<<<<

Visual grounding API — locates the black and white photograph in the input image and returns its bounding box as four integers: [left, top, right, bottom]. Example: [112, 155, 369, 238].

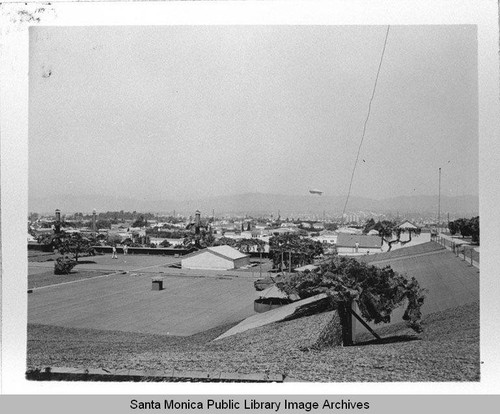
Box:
[25, 23, 480, 383]
[1, 0, 499, 398]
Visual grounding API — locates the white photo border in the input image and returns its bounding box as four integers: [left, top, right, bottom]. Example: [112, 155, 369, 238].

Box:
[1, 0, 499, 395]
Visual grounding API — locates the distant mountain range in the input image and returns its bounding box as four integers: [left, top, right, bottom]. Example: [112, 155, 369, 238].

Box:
[29, 192, 479, 217]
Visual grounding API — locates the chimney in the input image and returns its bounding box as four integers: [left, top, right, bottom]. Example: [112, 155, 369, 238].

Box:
[92, 209, 97, 234]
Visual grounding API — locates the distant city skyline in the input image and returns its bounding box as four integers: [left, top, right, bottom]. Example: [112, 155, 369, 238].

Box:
[29, 25, 478, 203]
[28, 192, 479, 218]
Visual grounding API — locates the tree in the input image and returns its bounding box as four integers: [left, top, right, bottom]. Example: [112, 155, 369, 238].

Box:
[469, 216, 479, 244]
[448, 220, 459, 235]
[233, 238, 267, 255]
[52, 232, 96, 263]
[95, 219, 111, 230]
[269, 233, 324, 271]
[455, 218, 471, 238]
[281, 256, 426, 335]
[107, 233, 123, 246]
[449, 217, 479, 243]
[132, 216, 148, 228]
[159, 239, 172, 248]
[42, 231, 97, 274]
[373, 220, 420, 252]
[214, 237, 237, 247]
[28, 212, 39, 222]
[324, 222, 339, 231]
[363, 218, 376, 234]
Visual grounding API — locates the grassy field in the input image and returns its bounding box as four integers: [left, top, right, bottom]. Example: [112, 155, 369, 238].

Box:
[28, 268, 111, 289]
[28, 251, 119, 289]
[27, 301, 479, 382]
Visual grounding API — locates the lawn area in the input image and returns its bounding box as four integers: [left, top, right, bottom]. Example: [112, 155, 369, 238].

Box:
[28, 251, 62, 262]
[28, 252, 186, 290]
[28, 268, 112, 289]
[27, 301, 479, 382]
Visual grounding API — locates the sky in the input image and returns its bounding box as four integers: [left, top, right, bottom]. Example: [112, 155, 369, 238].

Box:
[29, 25, 478, 202]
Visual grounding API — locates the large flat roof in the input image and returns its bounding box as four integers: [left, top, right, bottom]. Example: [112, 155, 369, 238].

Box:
[28, 253, 260, 336]
[207, 245, 248, 260]
[28, 271, 258, 336]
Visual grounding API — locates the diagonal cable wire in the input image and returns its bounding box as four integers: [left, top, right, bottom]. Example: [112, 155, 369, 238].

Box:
[341, 26, 390, 221]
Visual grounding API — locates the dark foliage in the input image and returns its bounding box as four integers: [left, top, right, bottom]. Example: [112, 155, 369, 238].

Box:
[281, 256, 426, 333]
[159, 239, 172, 248]
[363, 219, 421, 251]
[269, 233, 324, 271]
[448, 216, 479, 244]
[53, 257, 77, 275]
[49, 231, 96, 262]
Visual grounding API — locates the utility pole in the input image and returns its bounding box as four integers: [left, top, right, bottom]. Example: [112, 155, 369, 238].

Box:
[438, 168, 441, 227]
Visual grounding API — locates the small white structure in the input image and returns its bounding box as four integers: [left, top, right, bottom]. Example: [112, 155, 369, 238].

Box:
[181, 245, 250, 270]
[312, 230, 338, 245]
[294, 264, 319, 272]
[398, 220, 419, 230]
[337, 227, 363, 235]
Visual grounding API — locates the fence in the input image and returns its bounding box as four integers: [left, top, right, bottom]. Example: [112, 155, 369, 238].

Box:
[432, 235, 479, 266]
[93, 246, 196, 256]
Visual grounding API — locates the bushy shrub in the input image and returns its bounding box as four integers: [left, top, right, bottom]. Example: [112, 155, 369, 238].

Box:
[281, 256, 426, 333]
[54, 257, 77, 275]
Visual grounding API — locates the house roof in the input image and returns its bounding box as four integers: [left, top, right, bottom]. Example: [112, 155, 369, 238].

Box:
[319, 230, 338, 236]
[398, 220, 419, 229]
[207, 245, 248, 260]
[182, 245, 249, 262]
[337, 227, 362, 234]
[258, 284, 289, 299]
[336, 233, 382, 248]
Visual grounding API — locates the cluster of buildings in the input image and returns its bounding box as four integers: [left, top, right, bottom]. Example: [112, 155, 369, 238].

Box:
[29, 208, 431, 264]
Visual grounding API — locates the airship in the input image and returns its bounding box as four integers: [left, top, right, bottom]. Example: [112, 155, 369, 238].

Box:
[309, 189, 323, 195]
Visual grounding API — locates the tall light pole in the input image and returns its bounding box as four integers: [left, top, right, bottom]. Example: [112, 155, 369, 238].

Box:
[438, 168, 441, 227]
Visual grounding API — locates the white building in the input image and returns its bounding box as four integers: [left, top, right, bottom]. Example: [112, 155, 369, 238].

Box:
[398, 220, 419, 230]
[311, 230, 338, 245]
[181, 245, 250, 270]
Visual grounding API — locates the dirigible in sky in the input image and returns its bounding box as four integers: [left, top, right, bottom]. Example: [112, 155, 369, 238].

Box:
[309, 189, 323, 195]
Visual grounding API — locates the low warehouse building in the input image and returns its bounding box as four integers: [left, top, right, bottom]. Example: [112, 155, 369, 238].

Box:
[181, 245, 250, 270]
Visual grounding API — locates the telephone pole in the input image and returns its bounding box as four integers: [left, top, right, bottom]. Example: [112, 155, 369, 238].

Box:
[438, 168, 441, 226]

>>>>

» WHAT YOU ARE ASKED TO DO: Could you reproduce the entries verbatim, leaving out all pictures?

» SOLUTION TO THIS TASK:
Visual grounding API — locates the black and white photograph in the input image and returns its bounding box as four integers: [left, top, right, bottom]. Example: [112, 155, 369, 238].

Box:
[25, 23, 480, 383]
[1, 0, 499, 398]
Visual grounding API — locates the white photo border in the input image and returns its bounding box as four integers: [left, top, right, bottom]. Example: [112, 155, 369, 238].

Box:
[1, 0, 499, 395]
Visual grounding API — locates the distant mountain range in the input image and returns its bounding box as four integers: [left, top, right, bottom]. Example: [112, 155, 369, 238].

Box:
[29, 192, 479, 217]
Visual grounding API — locates the chimney in the input image and returns its bounding box as four integers: [left, top, right, bottom]. Example: [112, 155, 369, 238].

Box:
[92, 209, 97, 234]
Visual grounding API — locates the distant city skyline in the input image and returns its bounding box as four integers: [left, top, right, bottom]. Example: [112, 155, 369, 238].

Box:
[29, 25, 478, 203]
[28, 192, 479, 218]
Visual grounding API — locates the tree in the input image and returns its bounding box as four integers: [left, top, right, bottom]. Example: [112, 155, 369, 238].

Box:
[469, 216, 479, 244]
[448, 220, 459, 235]
[233, 238, 267, 255]
[52, 232, 96, 263]
[95, 219, 111, 230]
[269, 233, 324, 271]
[455, 218, 471, 238]
[281, 256, 426, 335]
[107, 233, 123, 246]
[449, 217, 479, 243]
[132, 216, 148, 228]
[159, 239, 172, 248]
[42, 231, 97, 274]
[373, 220, 420, 252]
[214, 237, 237, 247]
[28, 212, 39, 222]
[324, 222, 339, 231]
[363, 218, 376, 234]
Visual grounding API — locates the grassy field in the input image and returns its bounding box as four integers: [left, top, right, bottom]. Example: [112, 155, 369, 238].

Box:
[28, 268, 111, 289]
[28, 251, 119, 289]
[27, 301, 479, 382]
Visual grounding API — locates the lawn area in the input image and returns its bounding box as four integers: [left, top, right, bottom]. Example: [112, 155, 369, 238].

Box:
[28, 251, 62, 262]
[28, 252, 186, 290]
[28, 268, 112, 289]
[27, 301, 479, 382]
Visual grounding API — locates the sky in the input image and returns its bounding box as four integers: [left, top, right, bottom]. Example: [112, 155, 369, 238].

Box:
[29, 25, 478, 202]
Visual grounding API — locates the large flat roof in the input image and returns its bounding box as four integers: [left, top, right, bottom]. Example: [112, 155, 369, 238].

Box:
[28, 253, 260, 336]
[207, 245, 248, 260]
[28, 271, 258, 336]
Visual grounding API — locates the diagonal cable wire in the input image and returns its bounding box as four integers: [left, top, right, bottom]. Example: [112, 155, 369, 238].

Box:
[341, 26, 390, 221]
Visual grounding API — locates the dark foliage in the input image and returns its bounding box as four integers: [left, top, right, bottom]. Example: [112, 155, 369, 238].

Box:
[281, 256, 426, 333]
[159, 239, 172, 248]
[363, 219, 421, 251]
[269, 233, 324, 271]
[448, 216, 479, 244]
[53, 257, 77, 275]
[49, 231, 96, 262]
Visual grounding API — locates the utility pole in the input image and returns its bounding box as four integers: [left, top, right, bottom]. Example: [112, 155, 369, 238].

Box:
[438, 168, 441, 227]
Visual grounding API — locates the small white structure in the input image and returns its bounding box as four integers: [left, top, right, bottom]. Example: [112, 155, 369, 238].

Box:
[181, 245, 250, 270]
[312, 230, 338, 245]
[294, 264, 319, 272]
[398, 220, 419, 230]
[337, 227, 363, 235]
Visual grounding API — locates the fence in the input image and returns its bounding box as four integers: [left, top, right, bottom]. Example: [112, 155, 369, 238].

Box:
[432, 235, 479, 266]
[93, 246, 196, 256]
Visual grounding API — locates the bushy shrub in the input image and returns its bounding box as four integers: [left, top, right, bottom]. Example: [112, 155, 369, 238].

Box:
[281, 256, 426, 333]
[54, 257, 77, 275]
Visual grounding API — locates the house roof in the input image and returns its bounding box as four integers: [left, top, right, bottom]. Example: [112, 155, 369, 238].

Box:
[319, 230, 338, 236]
[398, 220, 419, 229]
[207, 245, 248, 260]
[182, 245, 249, 262]
[337, 227, 362, 234]
[258, 284, 289, 299]
[336, 233, 382, 248]
Visual grounding API — locates the cluster of buildings in the input image and returns its bounding box as four integers: [left, top, right, bottom]. Example: [112, 155, 369, 238].

Box:
[29, 208, 431, 264]
Visual grounding API — locates the airship in the input image and returns its bounding box as four integers: [left, top, right, bottom]. Example: [112, 155, 369, 238].

Box:
[309, 189, 323, 195]
Visual grounding API — locates the tall light pole in the input image and returns its bounding box as four integers: [left, top, right, bottom]. Example: [112, 155, 369, 238].

Box:
[438, 168, 441, 227]
Visual grounding API — locates the white building in the input image and returns its bounding box as four integers: [left, top, right, bottom]. Example: [112, 155, 369, 238].

Box:
[398, 220, 419, 230]
[311, 230, 338, 245]
[181, 245, 250, 270]
Visual grounding API — locates the dirigible in sky in the input image and returns its bounding box as four integers: [left, top, right, bottom]. Example: [112, 155, 369, 238].

Box:
[309, 189, 323, 195]
Visual grounding API — locates the low warehouse building in the input image and returns its bounding box as four integers: [left, top, right, bottom]. Example: [112, 155, 369, 238].

Box:
[181, 245, 250, 270]
Visual grounding API — locates the telephone pole in the input image and returns its bounding box as four integers: [left, top, right, bottom]. Example: [112, 155, 369, 238].

Box:
[438, 168, 441, 226]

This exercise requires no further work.